== Text section ==
If the sum of the slopes of the normal from a point `P` to the hyperbola `x y=c^2` is equal to `lambda(lambda in R^+)` , then the locus of point `P` is `x^2=lambdac^2` (b) `y^2=lambdac^2` `x y=lambdac^2` (d) none of these

Equation of hyperbola is `xy = c^(2)`.
Differentiating w.r.t. x, we get
`(dy)/(dx)=-(y)/(x)`
Thus, slope of normal at any point on the hyperbola is `-(dx)/(dy)=(x)/(y)`.
If point on the hyperbola is (x, y)`-=` (ct, c/t), then `-(dx)/(dy)=t^(2)`.
So, equation of normal at point (ct, c/t) is
`y-(c)/(t)=t^(2)(x-ct)`
`rArr" "ct^(4)=xt^(3)+yt-c=0`
If this normal passes through the point P(h, k) on the plane, then we have
`ct^(4)-ht^(3)+kt-c=0" (1)"`
This is polynomial equation of four degree in variable t.
So, we can get maximum four real roots of the equation.
===
== Stored data ==
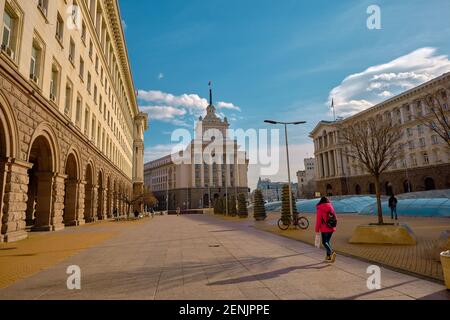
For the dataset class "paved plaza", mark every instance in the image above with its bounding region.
[0,215,450,300]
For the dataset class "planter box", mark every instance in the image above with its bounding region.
[349,224,417,245]
[441,251,450,290]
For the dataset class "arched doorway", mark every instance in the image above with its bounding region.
[26,136,54,231]
[84,163,94,222]
[63,153,78,226]
[0,94,18,242]
[112,180,119,216]
[97,171,105,220]
[425,177,436,191]
[384,182,394,196]
[369,183,377,194]
[326,184,333,197]
[203,193,209,208]
[403,180,413,193]
[106,177,113,218]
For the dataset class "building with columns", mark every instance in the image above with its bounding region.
[144,91,248,210]
[310,73,450,195]
[0,0,147,242]
[297,158,316,198]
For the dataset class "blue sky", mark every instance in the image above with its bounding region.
[120,0,450,187]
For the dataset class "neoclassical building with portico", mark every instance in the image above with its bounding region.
[310,73,450,195]
[0,0,148,242]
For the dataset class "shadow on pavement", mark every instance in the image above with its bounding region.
[208,263,330,286]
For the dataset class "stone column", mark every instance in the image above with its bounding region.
[33,172,54,231]
[106,189,114,218]
[92,185,98,222]
[0,159,33,242]
[50,174,67,231]
[328,151,336,177]
[76,180,86,226]
[323,152,330,178]
[102,189,109,220]
[63,180,79,226]
[400,107,405,124]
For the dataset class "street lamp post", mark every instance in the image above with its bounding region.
[264,120,306,217]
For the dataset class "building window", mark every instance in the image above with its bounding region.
[423,152,430,165]
[64,81,73,118]
[50,63,60,102]
[69,37,75,65]
[84,108,90,137]
[38,0,48,17]
[431,135,439,145]
[87,72,92,94]
[89,40,94,61]
[30,40,43,86]
[406,128,413,137]
[419,138,426,148]
[56,13,64,46]
[81,21,86,44]
[91,115,97,144]
[80,58,84,81]
[75,96,83,127]
[411,154,417,167]
[2,2,20,62]
[417,124,424,134]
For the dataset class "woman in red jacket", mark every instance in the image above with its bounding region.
===
What comes next in the worked solution above on normals to the hyperbola xy = c^2? Continue it from the sentence after "So, we can get maximum four real roots of the equation."

Hence, maximum four normals can be drawn from point `p(h,k)`. Now, given that sum of the slopes of normals is `lambda`.
i.e., `t_(1)^(2)+t_(2)^(2)+t_(3)^(2)+t_(4)^(2)=lambda`, where `t_(1),t_(2),t_(3) and t_(4)` are roots of equation (1).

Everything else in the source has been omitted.